他的到来,在市长的助理们中间造成了极坏的影响。他们当然马上就猜测,阿希也在安排他的继承问题了。
“不过,我不是摩纳哥亲王”,后者发怒了。帕斯瓜则把手放在心中上起誓——如果我说谎,我就进地狱——他没有责任去关注“在人行道上捡拾狗屎”的往事。而在当时小狗的粪便是市政政策中的一个大课题。不过,他没能真正让人信服。看来很显然,大家都认为,他希望有一天能接替他这位科西嘉朋友的职位。
和其他助理一样,尼古拉·萨科齐并不赞许帕斯瓜的到来。因为他也在梦想有一天能成为该市的第一号行政官员。已经有些人预言他会达到这一步。菲利浦·葛朗其我们已经知道了。但正有另有一位市长助理罗杰·端莱(Roger T ulle),在一次会议上介绍他时说:“好好看看这位男孩,他将成为总顾问,然后是耐依市长,接下来是众议员、部长、总理,然后有一天说不定会成为总统候选人。因为他是这块料子。”(在罗杰·端莱过世后,萨科齐把他的儿子阿尔奴(Arnaud)弄到自己的身边。他现在是其核心领导小组成员。)

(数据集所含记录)
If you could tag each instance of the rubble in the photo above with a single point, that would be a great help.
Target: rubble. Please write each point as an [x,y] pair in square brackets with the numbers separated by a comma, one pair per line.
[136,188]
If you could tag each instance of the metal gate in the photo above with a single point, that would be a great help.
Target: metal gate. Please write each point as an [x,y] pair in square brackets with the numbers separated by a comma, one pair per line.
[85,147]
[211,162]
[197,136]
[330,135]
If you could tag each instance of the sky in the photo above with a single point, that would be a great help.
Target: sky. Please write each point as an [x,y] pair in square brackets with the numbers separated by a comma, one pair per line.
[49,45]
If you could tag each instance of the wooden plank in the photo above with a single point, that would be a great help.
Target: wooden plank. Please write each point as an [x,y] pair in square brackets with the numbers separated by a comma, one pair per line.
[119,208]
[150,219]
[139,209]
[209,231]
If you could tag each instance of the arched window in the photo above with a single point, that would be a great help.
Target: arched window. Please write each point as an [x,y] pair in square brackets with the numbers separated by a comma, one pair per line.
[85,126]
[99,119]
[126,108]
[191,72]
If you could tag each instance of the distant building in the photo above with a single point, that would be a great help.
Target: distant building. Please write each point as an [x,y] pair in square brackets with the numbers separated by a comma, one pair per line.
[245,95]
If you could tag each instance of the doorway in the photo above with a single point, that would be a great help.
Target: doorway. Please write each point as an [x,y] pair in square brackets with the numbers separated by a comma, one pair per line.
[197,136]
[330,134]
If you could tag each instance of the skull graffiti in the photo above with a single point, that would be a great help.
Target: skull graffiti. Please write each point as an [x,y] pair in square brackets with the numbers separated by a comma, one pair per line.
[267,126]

* **任务内容**
a – 将引文中以“和其他助理一样”开头的段落改写为简要条目,保留其主要事实。
b – 续写引文,从其最后一句之后接着写下去。
以上记录是独立材料,与引文无关。

* **参考答案**
a –
- 尼古拉·萨科齐与其他助理一样,不赞许帕斯瓜的到来,因为他也梦想有一天成为该市的第一号行政官员。
- 已有人预言他能达到这一步。
- 市长助理罗杰·端莱在一次会议上介绍他时预言,他将依次成为总顾问、耐依市长、众议员、部长、总理,日后或许还会成为总统候选人。
- 端莱过世后,萨科齐把端莱之子阿尔奴招到自己身边,阿尔奴现为核心领导小组成员。

b –
在这一边,尼古拉·萨科齐高兴得脸发红,当然不否认这些话。不过,意外的事情出现了,把一切都搞乱了。1983年4月14日,阿希也·贝芮蒂由于心脏病发作,在加布里埃会馆(au pavillon Gabriel)一次韩国大使举行的招待会上跌倒在点心桌子前。当大家要把他送回家去,结果在路途中,他靠住莱格曼医生(Docteur Legman)的胳膊去世了。莱格曼医生是他的朋友,也是他刚选上的市政选举名册中的一位。
第一位得到去世通知的是勒瓦卢瓦-佩雷市(Levallois-Perret)非常年轻的市长巴特里古·巴尔卡尼(Patrick Balkang)。通知他的是他在马恩河谷省(Val-de-marne)的一位随同—阿尔福维勒市(Alfort ville)市长约瑟夫·法朗塞西(Joseph Frances-chi)。巴尔尼卡马上打电话给尼古拉。今天,尼古拉还说,他感到巨大的悲伤。“阿希也·贝芮蒂是第一个对我表达社会承认的人。”这一承认是他从孩提时代起就一直渴望的。
巴尔卡尼也试图找到夏尔·帕斯瓜,但后者的夫人告诉他,其丈夫因一个外科小手术刚进医院。
应该向家属表示慰问。两位朋友追到医院。他们想说服帕斯瓜推迟这一手术,因为自此他应该准备进入耐依市政府。此刻,两位信使都是非常真挚的。因而他们轻易地说服了这位即将要接受手术治疗的患者准备接任市长的职务。夏尔·帕斯瓜很自然地要求尼古拉帮助他,因为尼古拉对市政府的所有顾问都了如指掌。可以指望他,他不是一位朋友吗?一年前,帕斯瓜不还是他的证婚人吗?他需要与他往来,需要他的热枕。因为事情并不那么简单:共和国联盟在市议会里并不占有绝对多数。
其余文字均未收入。